- _TEXT UNDER STUDY_

--- START ---

Specializes in MICU, SICU, CICU.

Dear Mulyanti,

The first thing that would come to mind is a pulmonary embolism. This can happen even with mechanical and chemical prophylaxis for deep vein thrombosis. Even with the very best care it can happen and it something that you could not have foreseen or predicted. You could not give tpA to a post operative patient to break a blood clot in the lungs.

Another possibility is that that chest tube was accidentally pulled out from the pleural space and that resulted in a tension pneumothorax and pulseless electrical activity from hypoxia. But as you said many diagnoses but no conclusive answers.

Any sudden unexpected death is a shock for the hospital staff. It sounds like you did your very best and every thing possible for this unfortunate man.

Specializes in Family Nurse Practitioner.

I was thinking of pneumothorax as well. PE is also a possibility after any surgery especially where the patient is immobile as this one was. (((HUGS))) Sometimes things happen where we can't see the reason. You did everything that you could have done.

We made all these diagnoses but the postmortem showed nothing pointing to the obvious causes that we thought caused this patient to die.

You make no mention of past medical history or comorbidities, like diabetes, HTN, COPD, etc........... Could not feel his legs prior or after surgery? Sounds like that cause should have shown up.....(Aortic dissection).

--- END ---

Rows contained in a dataset:

--- START ---

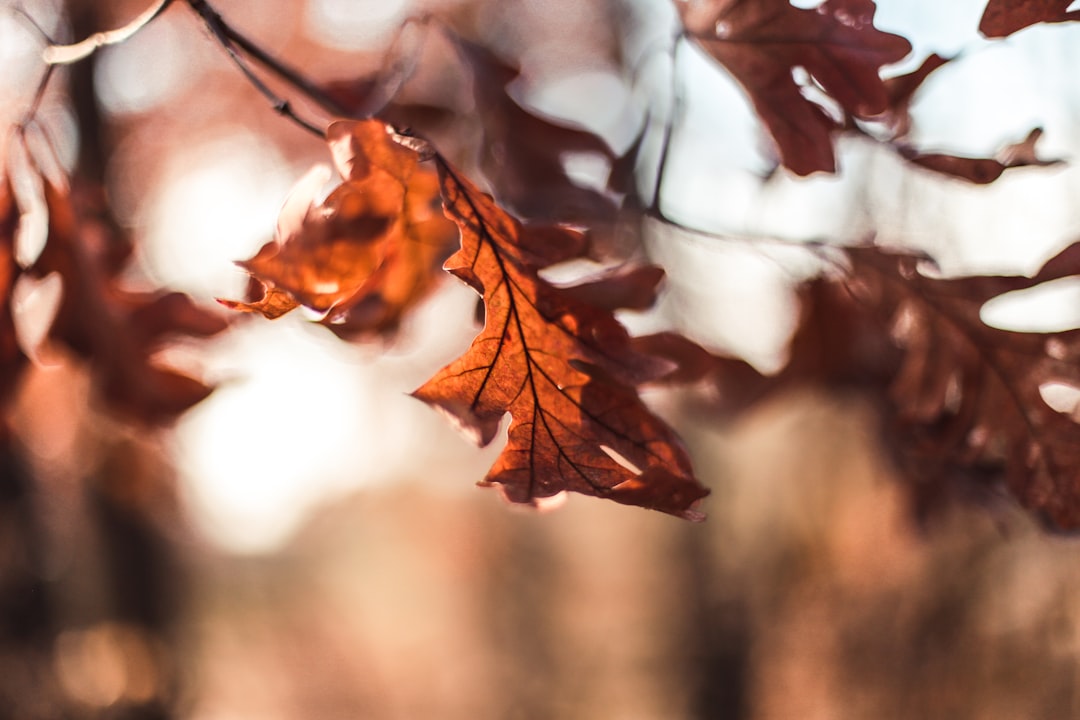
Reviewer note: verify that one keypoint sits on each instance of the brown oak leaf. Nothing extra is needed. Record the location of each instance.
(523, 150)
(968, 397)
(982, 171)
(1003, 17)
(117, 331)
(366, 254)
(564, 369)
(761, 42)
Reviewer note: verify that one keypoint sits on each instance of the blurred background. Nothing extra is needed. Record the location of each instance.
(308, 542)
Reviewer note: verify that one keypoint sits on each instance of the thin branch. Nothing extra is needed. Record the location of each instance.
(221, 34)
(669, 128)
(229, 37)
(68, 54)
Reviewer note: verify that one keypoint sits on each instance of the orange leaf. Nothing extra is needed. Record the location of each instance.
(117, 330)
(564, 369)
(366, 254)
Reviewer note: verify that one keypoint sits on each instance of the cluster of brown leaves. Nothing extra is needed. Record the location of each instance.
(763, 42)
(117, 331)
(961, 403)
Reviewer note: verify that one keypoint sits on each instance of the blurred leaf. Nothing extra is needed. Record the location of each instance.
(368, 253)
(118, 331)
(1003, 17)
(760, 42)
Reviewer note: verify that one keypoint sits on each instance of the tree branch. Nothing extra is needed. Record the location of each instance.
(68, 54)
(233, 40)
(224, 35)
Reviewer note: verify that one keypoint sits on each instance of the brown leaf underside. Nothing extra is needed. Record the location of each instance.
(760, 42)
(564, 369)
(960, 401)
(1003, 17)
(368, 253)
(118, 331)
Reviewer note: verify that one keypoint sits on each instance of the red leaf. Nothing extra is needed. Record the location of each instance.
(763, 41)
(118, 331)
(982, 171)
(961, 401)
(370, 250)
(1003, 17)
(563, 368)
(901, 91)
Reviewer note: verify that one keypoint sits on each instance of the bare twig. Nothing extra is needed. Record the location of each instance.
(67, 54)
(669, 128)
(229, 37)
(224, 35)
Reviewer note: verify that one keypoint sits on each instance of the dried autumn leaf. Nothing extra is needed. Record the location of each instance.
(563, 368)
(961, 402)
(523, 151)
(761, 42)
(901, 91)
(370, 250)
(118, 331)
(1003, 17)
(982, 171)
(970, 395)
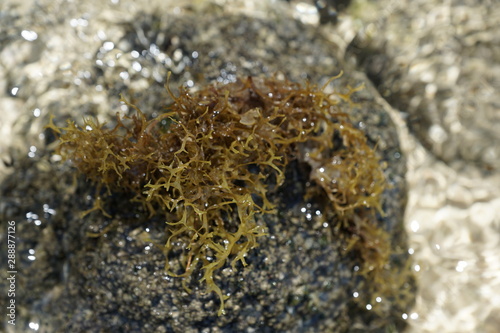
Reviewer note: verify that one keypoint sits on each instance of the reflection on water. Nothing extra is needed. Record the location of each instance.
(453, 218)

--- END ---

- _PROBLEMS AND TASKS_
**1)** Reproduce the passage of the forum discussion between "Any sudden unexpected" and "patient to die.", inclusive, changing "postmortem" to "autopsy".
**2)** Answer these questions from the forum discussion:
(a) According to the first reply, what could not be given to a post-operative patient to break a blood clot in the lungs?
(b) What did the postmortem show?
(c) Which condition does the final reply name in parentheses?
None of the rows is needed for the work here.

- _RESPONSES TO THE TASKS_
**1)**
Any sudden unexpected death is a shock for the hospital staff. It sounds like you did your very best and every thing possible for this unfortunate man.

Specializes in Family Nurse Practitioner.

I was thinking of pneumothorax as well. PE is also a possibility after any surgery especially where the patient is immobile as this one was. (((HUGS))) Sometimes things happen where we can't see the reason. You did everything that you could have done.

We made all these diagnoses but the autopsy showed nothing pointing to the obvious causes that we thought caused this patient to die.

**2)**
(a) tPA.
(b) Nothing pointing to the obvious causes that the staff thought caused the patient's death.
(c) Aortic dissection.